| Página |
▼
# Conexion Termostato a la caldera



## Uveral (Ene 19, 2014)

Buenas, 

Me he comprado un termostato digital para la calefacción, pero no consigo hacerlo funcionar. El modelo en concreto es este:

http://www.aliexpress.com/item/Week...ul-Anti-Jamming-Free-Shipping/1302405618.html

Pero sigo el diagrama y no funciona. Le meto 220v en los pines centrales, y los dos cables de la caldera en los exteriones. El termostato enciende y funciona bien, subo la temperatura y oigo como salta el relé, pero nada, la caldera ni se inmuta. 

Probé, por probar, a poner solo los cables de la caldera en el centro, y así a ver si podía alimentarlo con la propia electricidad de la caldera, pues supuestamente sale 220v por eso cables, y el termostato no enciende, pero la caldera se activa 

No se que hacer porque la verdad no me quedan muchas posibilidades. 

Gracias de antemano.


----------



## Fogonazo (Ene 19, 2014)

Uveral dijo:


> Buenas,
> 
> Me he comprado un termostato digital para la calefacción, pero no consigo hacerlo funcionar. El modelo en concreto es este:
> 
> ...



1) Desconecta "*Urgente*" todo lo que conectaste.
2) No conectes mas nada hasta nuevo aviso
3) Publica el manual del termostato.
4) Publica el manual de la caldera.


----------



## Uveral (Ene 19, 2014)

jajaj gracias Fogonazo siempre tan atento. Ya puse todo como estaba anteriormente. No te preocupes.

Ahí están, y una foto de la tapa de conexiones de la caldera.

El tema es que buscando el modelo por internet, he encontrado este link

http://milantrend.com/BYC07.pdf

Y al final si aparece un diagrama, y parece ser que el relé está entre L y L1, por lo que sería normal entonces que no esté saltando la calefacción.


----------



## Fogonazo (Ene 20, 2014)

En la página Nº 11 (Al pié) del manual de la caldera te indica que debes retirar y donde conectar el "Termostato Ambiente"

Y en la página Nº 4 (Cabecera) del manual del termostato te indica donde conectar la caldera (Boiler)


----------



## Uveral (Ene 21, 2014)

Muchas gracias Fogonazo pero...

El puente ya estaba retirado (tengo otro termostato conectado, pero no es digital, es mecánico).

El manual que puse en el enlace es uno que he encontrado por internet, el que está escaneado es el que me venía con el termostato. En el que está escaneado no indica donde conectar la caldera, y en el del enlace, mi modelo se corresponde con el de la derecha (H3) por lo que no tengo 100% claro como conectarlo aún.

Entiendo que al estar el relé entre L y L1 ahí debo conectar la caldera, pero no se si donde pone N y N1 (en algunos sitios aparecen como LOAD y NULL) debo conectar 220v de un enchufe, o si se alimentará el termostato solo con L y L1 que supuestamente cogen 220v de la caldera.

Muchas gracias.


----------



## Fogonazo (Ene 21, 2014)

Seguramente tu termostato posee un relee de salida para activar cosas, conecta tu termostato a la alimentación y mide en los pines del contacto de accionamiento si tienes tensión respecto a neutro.
▲
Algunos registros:
▼
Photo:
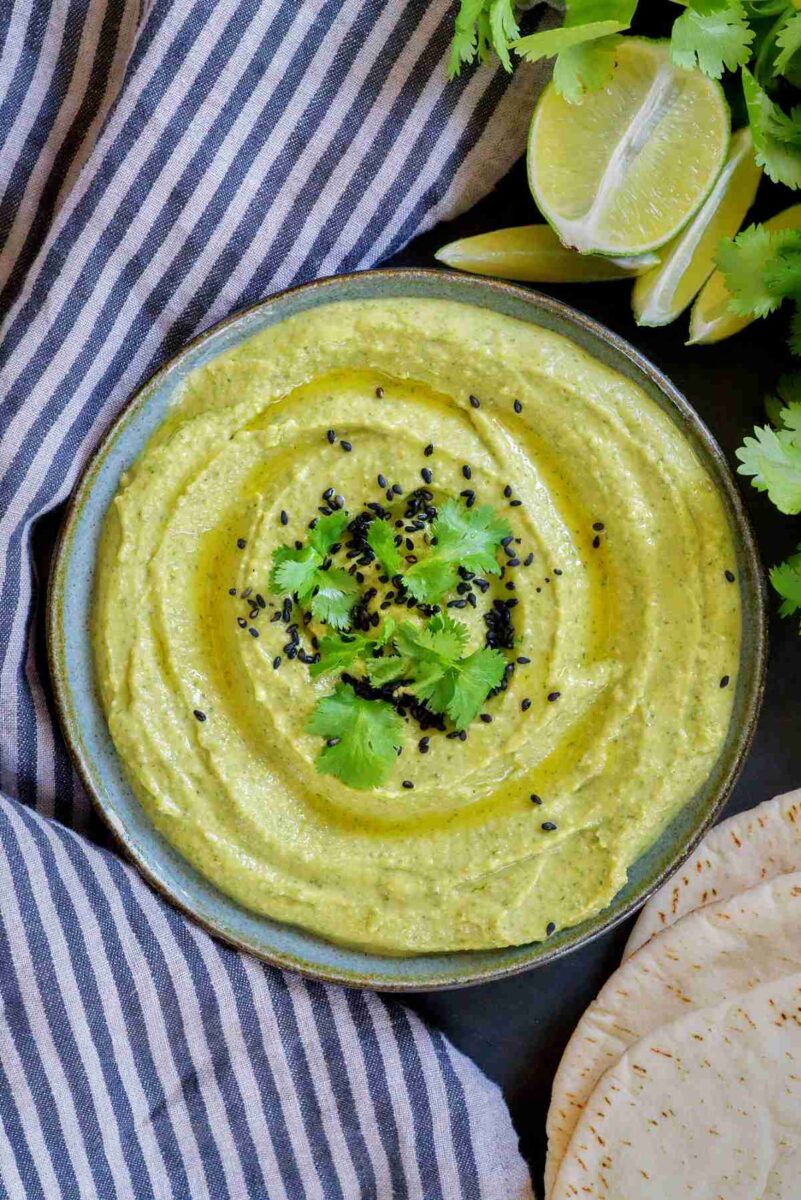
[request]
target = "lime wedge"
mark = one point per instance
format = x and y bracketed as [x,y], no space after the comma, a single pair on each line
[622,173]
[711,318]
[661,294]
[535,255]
▲
▼
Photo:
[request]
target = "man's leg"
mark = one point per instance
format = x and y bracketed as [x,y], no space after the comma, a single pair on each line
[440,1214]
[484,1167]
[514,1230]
▲
| Instrucciones |
1) En el hilo sobre el termostato de la caldera, ¿de qué tipo es el otro termostato que Uveral ya tiene conectado?
2) Sigue escribiendo el hilo sobre el termostato de la caldera a partir de su último mensaje.
Este material proviene de otra fuente.

| Respuestas en orden |
1) Es mecánico, no digital.

2)
Esto es para verificar que el termostato *NO* envíe tensión a donde *NO* debe.

Publica una foto de los contactos de tu termostato.


----------



## DOSMETROS (Ene 21, 2014)

Si es éste el tuyo deberás usar un relé adicional , o desvincularlo internamente de L




Probá primero una lámpara entre *N1 y L1*

Saludos !


*.*


----------



## Uveral (Ene 21, 2014)

Te refieres a abrirlo y hacer que el relé abra de n1 a l1?

La opción 2, suponiendo que fuese muy complejo, sería conectar un relé entre L y L1 que al activarse cierre el circuito de la caldera.

He entendido bien?

He medido los cables que vienen de la caldera al termostato y me dan 180v AC

Y este esquema que pongo en la imagen? no funcionaría? Y además así me evito meterle corriente externa... para mi sería genial


----------



## DOSMETROS (Ene 21, 2014)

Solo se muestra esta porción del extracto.